*Your objective*. In the running story, what program did Aynslie find at her local Running Room after her move to Moncton?

*Source text*.
So Aynslie made a 5K her goal, but after trying a couple of “Couch-to-5K” programs, she still couldn’t quite find her footing. “They couldn’t get me to my goal,” and she began to fear that she would never be good enough to complete a 5K “without walking more than half the race.” Then, after a big move to Moncton, Aynslie discovered the Learn to Run Program at her local Running Room. She recognized that running, like life, sometimes requires us to pause, regroup, and get back to basics. 

Now, since October 2017, except for one injury, Aynslie has been meeting with a group at Running Room every week. Now in her fourth Running Room program, she has graduated to the 5K Training group and not only got over her fear of racing, but crushed it completely with a PB at last fall’s Legs for Literacy. “It was humid, it was muggy, I hurt all over, but I finished the race. Best feeling ever.” And she’s not done yet. She’s since committed to a 5K each month in 2019.

She credits the open, learning atmosphere at Running Room for helping her find her new stride. “My coaches have always been welcoming and encouraging,” she says. “There is the understanding that some people will run fast, and some will run slow. There is the encouragement to push yourself further than you have gone before, but without pushing yourself to an injury. Plus, it is a lot of fun meeting people new to running."

(Referring expression data)
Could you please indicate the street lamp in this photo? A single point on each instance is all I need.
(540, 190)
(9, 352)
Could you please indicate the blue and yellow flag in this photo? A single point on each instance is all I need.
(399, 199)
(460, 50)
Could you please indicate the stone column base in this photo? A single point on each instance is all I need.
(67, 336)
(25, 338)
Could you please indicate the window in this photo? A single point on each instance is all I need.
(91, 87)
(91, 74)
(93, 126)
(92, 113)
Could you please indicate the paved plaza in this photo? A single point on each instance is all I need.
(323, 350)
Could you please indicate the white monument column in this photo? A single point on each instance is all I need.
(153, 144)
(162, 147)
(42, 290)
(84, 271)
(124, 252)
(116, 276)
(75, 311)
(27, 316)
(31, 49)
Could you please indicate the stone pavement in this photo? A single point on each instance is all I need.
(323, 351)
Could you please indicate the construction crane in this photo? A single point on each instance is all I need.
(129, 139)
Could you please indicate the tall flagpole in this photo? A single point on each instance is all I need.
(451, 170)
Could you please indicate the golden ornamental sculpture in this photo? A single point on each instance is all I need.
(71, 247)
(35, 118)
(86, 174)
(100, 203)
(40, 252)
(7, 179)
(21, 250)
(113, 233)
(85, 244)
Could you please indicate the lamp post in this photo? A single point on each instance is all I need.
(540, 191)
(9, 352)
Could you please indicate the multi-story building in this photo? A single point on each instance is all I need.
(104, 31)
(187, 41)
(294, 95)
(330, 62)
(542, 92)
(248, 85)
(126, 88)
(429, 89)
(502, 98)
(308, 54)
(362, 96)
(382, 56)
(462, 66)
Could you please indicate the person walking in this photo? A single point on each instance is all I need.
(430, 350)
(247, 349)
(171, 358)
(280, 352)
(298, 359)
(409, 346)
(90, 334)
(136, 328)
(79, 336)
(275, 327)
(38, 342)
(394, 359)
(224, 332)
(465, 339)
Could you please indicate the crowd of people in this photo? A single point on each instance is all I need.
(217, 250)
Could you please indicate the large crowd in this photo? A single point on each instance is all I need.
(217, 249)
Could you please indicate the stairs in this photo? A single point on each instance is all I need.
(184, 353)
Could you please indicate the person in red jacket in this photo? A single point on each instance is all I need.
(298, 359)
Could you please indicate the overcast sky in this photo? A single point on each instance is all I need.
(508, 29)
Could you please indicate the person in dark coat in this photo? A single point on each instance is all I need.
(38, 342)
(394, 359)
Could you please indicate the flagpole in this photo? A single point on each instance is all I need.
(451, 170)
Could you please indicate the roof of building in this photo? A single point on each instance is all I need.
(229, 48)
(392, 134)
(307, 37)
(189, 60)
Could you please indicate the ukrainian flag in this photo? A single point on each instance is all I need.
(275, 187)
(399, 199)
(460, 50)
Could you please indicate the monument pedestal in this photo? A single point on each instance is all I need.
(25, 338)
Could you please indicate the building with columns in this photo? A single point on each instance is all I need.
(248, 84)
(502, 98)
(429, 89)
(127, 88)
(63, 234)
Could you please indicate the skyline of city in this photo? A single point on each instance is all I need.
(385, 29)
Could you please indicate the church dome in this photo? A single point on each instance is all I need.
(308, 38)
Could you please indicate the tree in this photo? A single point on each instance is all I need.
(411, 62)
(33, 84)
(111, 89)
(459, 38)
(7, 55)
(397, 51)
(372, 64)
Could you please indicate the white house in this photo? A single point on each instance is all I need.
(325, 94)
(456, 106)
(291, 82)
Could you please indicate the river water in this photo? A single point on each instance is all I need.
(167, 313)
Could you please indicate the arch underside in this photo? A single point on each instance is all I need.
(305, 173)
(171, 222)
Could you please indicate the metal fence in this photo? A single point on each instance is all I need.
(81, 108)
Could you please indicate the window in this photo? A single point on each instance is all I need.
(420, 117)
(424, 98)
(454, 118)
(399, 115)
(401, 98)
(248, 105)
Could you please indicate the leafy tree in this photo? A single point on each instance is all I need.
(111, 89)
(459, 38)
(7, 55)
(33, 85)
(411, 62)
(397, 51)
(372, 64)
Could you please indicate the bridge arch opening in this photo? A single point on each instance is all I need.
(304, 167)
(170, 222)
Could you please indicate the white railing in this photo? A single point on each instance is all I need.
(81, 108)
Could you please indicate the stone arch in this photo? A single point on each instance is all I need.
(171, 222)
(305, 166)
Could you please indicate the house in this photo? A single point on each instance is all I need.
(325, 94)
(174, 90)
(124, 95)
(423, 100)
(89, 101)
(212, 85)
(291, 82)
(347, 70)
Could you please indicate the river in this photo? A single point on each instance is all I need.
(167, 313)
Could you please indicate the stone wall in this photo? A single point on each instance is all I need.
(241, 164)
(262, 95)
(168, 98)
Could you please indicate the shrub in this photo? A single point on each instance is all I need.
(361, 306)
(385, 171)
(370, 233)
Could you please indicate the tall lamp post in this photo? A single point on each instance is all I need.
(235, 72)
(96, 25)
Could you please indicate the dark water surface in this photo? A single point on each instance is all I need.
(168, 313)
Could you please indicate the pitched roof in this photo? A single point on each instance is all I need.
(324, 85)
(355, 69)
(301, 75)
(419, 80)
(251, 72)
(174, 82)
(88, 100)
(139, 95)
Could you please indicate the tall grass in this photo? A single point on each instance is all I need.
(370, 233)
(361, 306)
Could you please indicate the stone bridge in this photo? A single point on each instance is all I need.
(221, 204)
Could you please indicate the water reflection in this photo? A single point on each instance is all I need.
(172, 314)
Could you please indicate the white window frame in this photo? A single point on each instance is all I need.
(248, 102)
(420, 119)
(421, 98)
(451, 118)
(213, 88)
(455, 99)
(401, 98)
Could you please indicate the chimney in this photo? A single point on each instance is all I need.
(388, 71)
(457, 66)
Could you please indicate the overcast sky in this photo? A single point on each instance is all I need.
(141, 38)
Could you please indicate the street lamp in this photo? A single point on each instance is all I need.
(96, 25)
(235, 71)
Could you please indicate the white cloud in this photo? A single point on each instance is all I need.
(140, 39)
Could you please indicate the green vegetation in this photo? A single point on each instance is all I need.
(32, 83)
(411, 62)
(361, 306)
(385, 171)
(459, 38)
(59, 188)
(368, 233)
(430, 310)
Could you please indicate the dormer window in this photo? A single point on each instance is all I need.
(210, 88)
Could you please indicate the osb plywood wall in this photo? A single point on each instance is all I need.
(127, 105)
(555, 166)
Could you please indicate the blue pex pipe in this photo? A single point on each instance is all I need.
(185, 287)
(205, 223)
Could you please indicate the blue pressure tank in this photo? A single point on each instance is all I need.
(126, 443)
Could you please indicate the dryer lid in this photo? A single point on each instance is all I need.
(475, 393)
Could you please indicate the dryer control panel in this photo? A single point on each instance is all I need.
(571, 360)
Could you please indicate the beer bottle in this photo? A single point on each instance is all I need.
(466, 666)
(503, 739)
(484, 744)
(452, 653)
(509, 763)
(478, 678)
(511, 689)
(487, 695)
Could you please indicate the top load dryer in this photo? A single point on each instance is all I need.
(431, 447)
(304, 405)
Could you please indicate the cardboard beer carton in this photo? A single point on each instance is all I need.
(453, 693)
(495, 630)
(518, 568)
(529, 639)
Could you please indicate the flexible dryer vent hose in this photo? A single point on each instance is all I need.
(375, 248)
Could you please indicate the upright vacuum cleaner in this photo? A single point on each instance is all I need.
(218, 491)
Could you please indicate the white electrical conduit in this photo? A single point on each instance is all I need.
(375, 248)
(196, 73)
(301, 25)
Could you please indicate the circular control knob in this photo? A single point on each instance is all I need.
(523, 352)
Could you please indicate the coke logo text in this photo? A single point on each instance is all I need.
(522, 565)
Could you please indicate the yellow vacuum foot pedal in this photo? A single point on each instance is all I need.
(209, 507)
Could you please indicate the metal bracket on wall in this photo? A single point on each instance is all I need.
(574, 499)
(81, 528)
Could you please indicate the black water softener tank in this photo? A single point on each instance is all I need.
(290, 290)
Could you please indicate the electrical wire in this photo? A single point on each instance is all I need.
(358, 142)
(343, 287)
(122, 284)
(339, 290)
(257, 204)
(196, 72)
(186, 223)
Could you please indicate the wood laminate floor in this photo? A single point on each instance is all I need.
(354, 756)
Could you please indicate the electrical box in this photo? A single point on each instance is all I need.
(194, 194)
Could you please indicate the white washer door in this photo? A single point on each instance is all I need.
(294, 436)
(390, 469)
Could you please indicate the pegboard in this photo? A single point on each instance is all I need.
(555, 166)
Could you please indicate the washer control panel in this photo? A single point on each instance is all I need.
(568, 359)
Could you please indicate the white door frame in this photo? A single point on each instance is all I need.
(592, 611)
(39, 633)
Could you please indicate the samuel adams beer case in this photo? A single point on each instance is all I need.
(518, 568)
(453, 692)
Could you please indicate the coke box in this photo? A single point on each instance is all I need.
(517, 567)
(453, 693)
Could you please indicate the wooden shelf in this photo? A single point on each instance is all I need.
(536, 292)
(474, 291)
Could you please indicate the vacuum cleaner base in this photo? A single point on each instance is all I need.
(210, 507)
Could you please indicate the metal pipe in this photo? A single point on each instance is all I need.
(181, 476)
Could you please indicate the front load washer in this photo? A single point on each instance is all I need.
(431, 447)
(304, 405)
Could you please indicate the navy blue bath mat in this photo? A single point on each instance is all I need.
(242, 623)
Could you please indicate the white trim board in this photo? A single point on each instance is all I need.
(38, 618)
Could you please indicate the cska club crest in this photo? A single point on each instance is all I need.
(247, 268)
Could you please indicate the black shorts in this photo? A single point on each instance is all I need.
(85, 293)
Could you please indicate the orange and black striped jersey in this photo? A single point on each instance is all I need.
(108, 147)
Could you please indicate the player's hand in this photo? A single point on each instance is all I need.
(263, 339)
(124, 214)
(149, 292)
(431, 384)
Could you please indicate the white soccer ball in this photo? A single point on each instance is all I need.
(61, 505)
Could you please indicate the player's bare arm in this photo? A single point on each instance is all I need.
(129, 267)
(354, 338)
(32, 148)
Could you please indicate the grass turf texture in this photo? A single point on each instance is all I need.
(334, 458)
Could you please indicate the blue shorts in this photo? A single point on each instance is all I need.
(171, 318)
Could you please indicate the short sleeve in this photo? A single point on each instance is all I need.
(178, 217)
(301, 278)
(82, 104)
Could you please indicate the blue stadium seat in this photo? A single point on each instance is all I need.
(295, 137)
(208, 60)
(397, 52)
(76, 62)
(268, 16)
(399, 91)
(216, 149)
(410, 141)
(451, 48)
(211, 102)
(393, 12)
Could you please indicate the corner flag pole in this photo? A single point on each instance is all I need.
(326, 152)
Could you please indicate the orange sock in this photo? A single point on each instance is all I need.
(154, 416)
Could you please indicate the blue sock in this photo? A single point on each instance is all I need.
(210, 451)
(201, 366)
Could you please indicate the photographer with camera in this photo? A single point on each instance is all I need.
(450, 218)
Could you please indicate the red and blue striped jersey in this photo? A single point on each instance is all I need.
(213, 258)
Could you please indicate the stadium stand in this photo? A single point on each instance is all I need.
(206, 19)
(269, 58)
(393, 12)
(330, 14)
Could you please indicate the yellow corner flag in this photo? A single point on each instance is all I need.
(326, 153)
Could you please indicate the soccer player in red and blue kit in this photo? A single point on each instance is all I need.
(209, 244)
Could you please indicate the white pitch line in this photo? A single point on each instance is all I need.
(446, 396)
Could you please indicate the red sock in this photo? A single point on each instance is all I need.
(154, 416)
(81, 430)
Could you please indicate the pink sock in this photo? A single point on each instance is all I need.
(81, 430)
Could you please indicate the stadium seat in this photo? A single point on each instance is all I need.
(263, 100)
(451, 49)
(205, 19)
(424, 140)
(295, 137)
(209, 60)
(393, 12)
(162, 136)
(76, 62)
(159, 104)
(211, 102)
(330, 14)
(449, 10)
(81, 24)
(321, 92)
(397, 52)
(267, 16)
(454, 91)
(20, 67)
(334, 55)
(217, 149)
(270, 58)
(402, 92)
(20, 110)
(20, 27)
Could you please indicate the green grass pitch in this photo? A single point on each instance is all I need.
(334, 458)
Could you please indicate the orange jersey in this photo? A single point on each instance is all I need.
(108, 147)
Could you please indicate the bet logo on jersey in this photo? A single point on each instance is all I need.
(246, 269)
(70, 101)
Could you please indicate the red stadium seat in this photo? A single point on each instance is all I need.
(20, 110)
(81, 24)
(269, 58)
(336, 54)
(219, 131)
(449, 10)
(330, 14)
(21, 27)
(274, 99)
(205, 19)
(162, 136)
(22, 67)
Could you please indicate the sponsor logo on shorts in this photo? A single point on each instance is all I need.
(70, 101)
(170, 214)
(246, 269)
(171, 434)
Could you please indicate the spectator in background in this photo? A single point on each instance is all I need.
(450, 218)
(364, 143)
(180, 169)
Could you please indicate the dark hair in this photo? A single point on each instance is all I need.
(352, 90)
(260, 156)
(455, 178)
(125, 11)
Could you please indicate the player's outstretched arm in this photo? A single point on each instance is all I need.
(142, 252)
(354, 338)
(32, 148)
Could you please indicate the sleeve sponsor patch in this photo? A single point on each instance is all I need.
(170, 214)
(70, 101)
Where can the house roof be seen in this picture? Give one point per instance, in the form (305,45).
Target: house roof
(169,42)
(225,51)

*Result of the task*. The Learn to Run Program.